> _QUESTIONS_
1) According to the passage on medical payments coverage, why does the Medical Payments section of a Homeowner's policy not pay when the policyholder or a family member is hurt? Answer in one to three sentences.
2) Carry on the passage on medical payments coverage, starting after its last sentence.

> _READING PASSAGE_
=-=-=-=-=

Introduction to Medical Payments Coverage

Everyone has seen the ‘Medical Payments’ section on their Homeowner's or Auto policy, but what does it really mean? Does it cover my medical expenses if I get in a car crash? Does it mean that I only have coverage for X amount of dollars for other people's medical expenses? Does it cover my family's medical expenses?

Medical Payments in the Homeowner’s & General Liability Policies:

The Medical Payments (also referred to as 'Medical Expenses coverage') section of your Homeowner’s or General Liability policy is to cover the medical expenses of someone who is accidentally injured (In other words, they were injured without any negligence involved). The caveat with it is that Medical Payments coverage does not apply to you or your family getting hurt, because that should be covered by your health insurer. For businesses, the Medical Payments coverage would not apply to you or your employees, as that should be covered by Workers' Compensation.

The Medical Payments coverage comes into play when someone is hurt on your property yet there was no negligence on your part. In this situation, your insurer will pay the medical expenses required to fix up the injured person, hopefully keeping you out of court. This coverage can be substantial, as litigation can be very expensive, not to mention time consuming. However, if you had negligently hurt someone, your policy is going to pay for their medical expenses, and any litigation expenses that are incurred. Medical Payments is simply a tool to prevent you from going to court in the first place.

=-=-=-=-=

> _GIVEN INFORMATION_
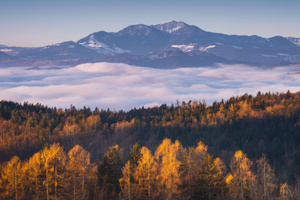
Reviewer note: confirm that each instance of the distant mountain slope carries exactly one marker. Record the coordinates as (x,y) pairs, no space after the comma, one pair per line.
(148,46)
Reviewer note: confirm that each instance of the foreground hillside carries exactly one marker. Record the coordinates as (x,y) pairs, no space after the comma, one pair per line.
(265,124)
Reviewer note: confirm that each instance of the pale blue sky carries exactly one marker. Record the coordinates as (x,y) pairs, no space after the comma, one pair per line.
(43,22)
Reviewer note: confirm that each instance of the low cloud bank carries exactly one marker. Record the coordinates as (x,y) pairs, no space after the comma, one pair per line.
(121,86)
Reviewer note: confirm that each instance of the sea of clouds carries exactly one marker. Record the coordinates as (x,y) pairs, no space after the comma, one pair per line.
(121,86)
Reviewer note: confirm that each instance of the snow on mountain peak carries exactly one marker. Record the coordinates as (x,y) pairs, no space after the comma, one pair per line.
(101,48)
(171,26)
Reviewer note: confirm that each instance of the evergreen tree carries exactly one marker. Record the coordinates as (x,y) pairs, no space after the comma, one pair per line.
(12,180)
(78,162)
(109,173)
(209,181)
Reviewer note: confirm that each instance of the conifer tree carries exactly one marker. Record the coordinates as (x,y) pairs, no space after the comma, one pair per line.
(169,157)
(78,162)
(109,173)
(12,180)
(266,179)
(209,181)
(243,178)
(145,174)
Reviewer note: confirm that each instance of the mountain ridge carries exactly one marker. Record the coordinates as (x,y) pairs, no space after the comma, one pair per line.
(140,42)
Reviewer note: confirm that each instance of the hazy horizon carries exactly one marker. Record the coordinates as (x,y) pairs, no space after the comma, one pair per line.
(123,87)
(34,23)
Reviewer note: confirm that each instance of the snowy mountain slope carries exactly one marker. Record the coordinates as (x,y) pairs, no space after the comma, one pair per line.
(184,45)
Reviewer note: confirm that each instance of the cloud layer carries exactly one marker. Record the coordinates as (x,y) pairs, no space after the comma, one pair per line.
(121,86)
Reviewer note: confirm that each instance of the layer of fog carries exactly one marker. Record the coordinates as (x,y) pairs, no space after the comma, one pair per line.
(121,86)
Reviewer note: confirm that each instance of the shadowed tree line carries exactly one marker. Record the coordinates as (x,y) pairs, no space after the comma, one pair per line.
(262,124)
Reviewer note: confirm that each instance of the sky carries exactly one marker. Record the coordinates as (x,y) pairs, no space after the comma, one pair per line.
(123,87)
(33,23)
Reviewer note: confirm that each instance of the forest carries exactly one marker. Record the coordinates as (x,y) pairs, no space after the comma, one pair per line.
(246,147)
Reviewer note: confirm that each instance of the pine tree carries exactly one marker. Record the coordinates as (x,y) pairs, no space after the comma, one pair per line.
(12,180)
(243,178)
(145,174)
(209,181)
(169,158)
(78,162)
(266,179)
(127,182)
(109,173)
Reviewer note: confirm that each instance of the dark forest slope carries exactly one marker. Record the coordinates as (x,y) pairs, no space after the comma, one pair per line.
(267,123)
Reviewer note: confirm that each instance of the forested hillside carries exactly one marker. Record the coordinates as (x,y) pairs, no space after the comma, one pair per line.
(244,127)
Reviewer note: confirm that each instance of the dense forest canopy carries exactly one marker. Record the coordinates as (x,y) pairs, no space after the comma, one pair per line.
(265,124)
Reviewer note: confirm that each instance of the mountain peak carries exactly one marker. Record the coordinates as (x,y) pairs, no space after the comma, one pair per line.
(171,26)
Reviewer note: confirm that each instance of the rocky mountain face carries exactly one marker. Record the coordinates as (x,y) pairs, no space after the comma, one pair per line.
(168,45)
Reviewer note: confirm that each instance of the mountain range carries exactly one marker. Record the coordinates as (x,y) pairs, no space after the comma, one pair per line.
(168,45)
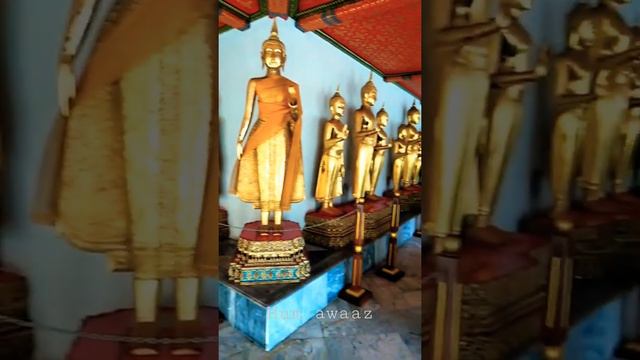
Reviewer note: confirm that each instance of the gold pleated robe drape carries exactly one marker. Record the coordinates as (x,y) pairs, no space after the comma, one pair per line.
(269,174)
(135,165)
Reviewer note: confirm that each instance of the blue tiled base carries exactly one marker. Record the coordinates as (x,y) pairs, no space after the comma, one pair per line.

=-=-=-=-=

> _LIST OF ANSWERS_
1) It does not apply to the policyholder or their family because those injuries should be covered by their health insurer.

2)
Here are two basic examples:

—Your  guest trips over a rug, falls, fracturing their arm. It was completely accidental, but your insurer will pay up to your Medical Payments policy limit to fix them up in hopes of keeping you out of court.

—A pedestrian cuts through the corner of your yard and slips on a child’s toy. Once again, your insurer is going to pay up to the policy limits to fix that person up, and hopefully keep you out of the courtroom.

As you can see, this could play out a million different ways, but trying to establish blame in the courtroom is time consuming and costly for everyone involved. This small coverage can save you time in court, and can keep a small accident from becoming a multi-thousand dollar claim on your record.

Medical Payments in the Auto Policy:

The concept is almost reversed in auto insurance. Regardless of your negligence in an accident, your insurer is going to pay up to the Medical Payments limit for each person in the car. So when you're the driver and have an accident, it'll pay for the medical expenses of you and every passenger in the vehicle. This coverage also extends to when you are a passenger in someone else's car, or if you are hit by a vehicle while on-foot. 

The Auto policy's version can be very beneficial to have if you are the passenger during an accident or hit as a pedestrian. This is especially so if the driver doesn't have Medical Payments coverage (or auto coverage at all!). Alternatively, the driver might have an Auto policy, but they might not have high enough limits to fully cover your injuries!